▶ Elenco dei compiti
1. Spiega, in base all'estratto sullo studio, perché l'idea che un neonato conosca già alcune regole grammaticali ci sembra incredibile.
2. Secondo l'estratto sullo studio, da che cosa era composto il linguaggio inventato dell'audio?

▶ Estratto
★ ★ ★ ★

Le ricercatrici Anna Martinez, PhD e Francesca Cavicchiolo hanno accolto Filippo e la sua famiglia. Dopo aver spiegato lo studio, le ricercatrici hanno invitato Filippo e la sua mamma a condividere un momento di gioco mentre erano in ascolto di un audio particolare finalizzato alla ricerca: si tratta di un linguaggio inventato composto da vocaboli di fantasia e regole grammaticali artificiali seppur precise; successivamente le ricercatrici hanno messo una cuffietta morbida con dei sensori a Filippo, che ha riascoltato l’audio, questa volta guardando un simpatico video in braccio alla sua mamma, mentre il computer riceveva i dati dalla cuffietta.

Ma cosa stavano cercando di scoprire? Qui vi raccontiamo meglio di questo studio, grazie alla Professoressa che lo ha gentilmente condiviso con noi.

Da dove viene la conoscenza della grammatica? Se pensiamo ai manuali di scuola, immaginare che un neonato conosca già alcune regole grammaticali e che abbia iniziato a riconoscerle e apprenderle quando era ancora nella pancia della sua mamma, ci sembra incredibile.

★ ★ ★ ★

▶ Voci di identificazione del luogo
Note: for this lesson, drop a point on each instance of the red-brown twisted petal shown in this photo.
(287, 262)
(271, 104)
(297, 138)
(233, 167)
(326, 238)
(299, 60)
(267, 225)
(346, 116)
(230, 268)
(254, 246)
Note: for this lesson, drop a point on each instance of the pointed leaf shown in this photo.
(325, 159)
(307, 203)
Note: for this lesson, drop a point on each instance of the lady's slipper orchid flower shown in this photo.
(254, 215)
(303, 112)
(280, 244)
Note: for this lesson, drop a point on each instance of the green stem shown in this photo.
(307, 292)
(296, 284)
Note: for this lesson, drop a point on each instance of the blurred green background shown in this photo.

★ ★ ★ ★

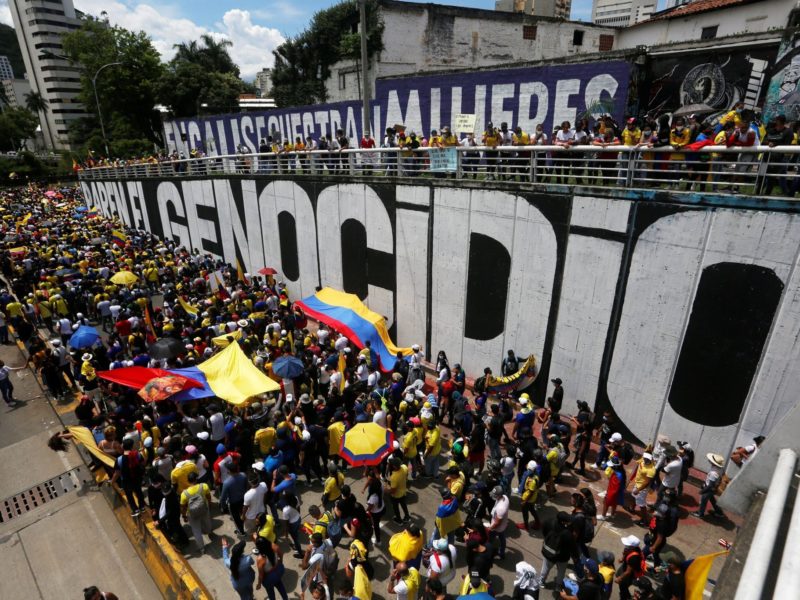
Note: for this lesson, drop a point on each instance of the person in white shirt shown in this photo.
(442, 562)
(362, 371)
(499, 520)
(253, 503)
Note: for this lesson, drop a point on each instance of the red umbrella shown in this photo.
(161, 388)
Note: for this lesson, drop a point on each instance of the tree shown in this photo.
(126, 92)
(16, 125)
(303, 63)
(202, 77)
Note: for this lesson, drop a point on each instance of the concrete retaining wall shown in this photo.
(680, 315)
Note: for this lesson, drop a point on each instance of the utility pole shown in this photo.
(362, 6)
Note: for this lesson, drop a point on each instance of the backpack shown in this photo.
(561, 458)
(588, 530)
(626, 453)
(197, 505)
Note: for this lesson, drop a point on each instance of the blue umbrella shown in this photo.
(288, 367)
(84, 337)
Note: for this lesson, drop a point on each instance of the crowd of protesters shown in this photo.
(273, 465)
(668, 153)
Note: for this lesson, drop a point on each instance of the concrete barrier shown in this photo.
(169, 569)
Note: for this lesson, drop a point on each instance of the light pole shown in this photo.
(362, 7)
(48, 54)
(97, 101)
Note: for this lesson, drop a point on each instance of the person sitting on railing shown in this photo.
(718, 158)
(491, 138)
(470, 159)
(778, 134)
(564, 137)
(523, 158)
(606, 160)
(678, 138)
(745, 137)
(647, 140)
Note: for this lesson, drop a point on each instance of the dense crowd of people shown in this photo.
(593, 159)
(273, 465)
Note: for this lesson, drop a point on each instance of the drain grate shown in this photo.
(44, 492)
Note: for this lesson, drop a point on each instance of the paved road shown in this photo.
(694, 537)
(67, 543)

★ ★ ★ ★

▶ Risposte attese
1. Ci sembra incredibile se pensiamo ai manuali di scuola: da quel punto di vista è difficile immaginare che un neonato conosca già alcune regole grammaticali e che abbia iniziato a riconoscerle e apprenderle quando era ancora nella pancia della mamma.

2. Era composto da vocaboli di fantasia e da regole grammaticali artificiali seppur precise.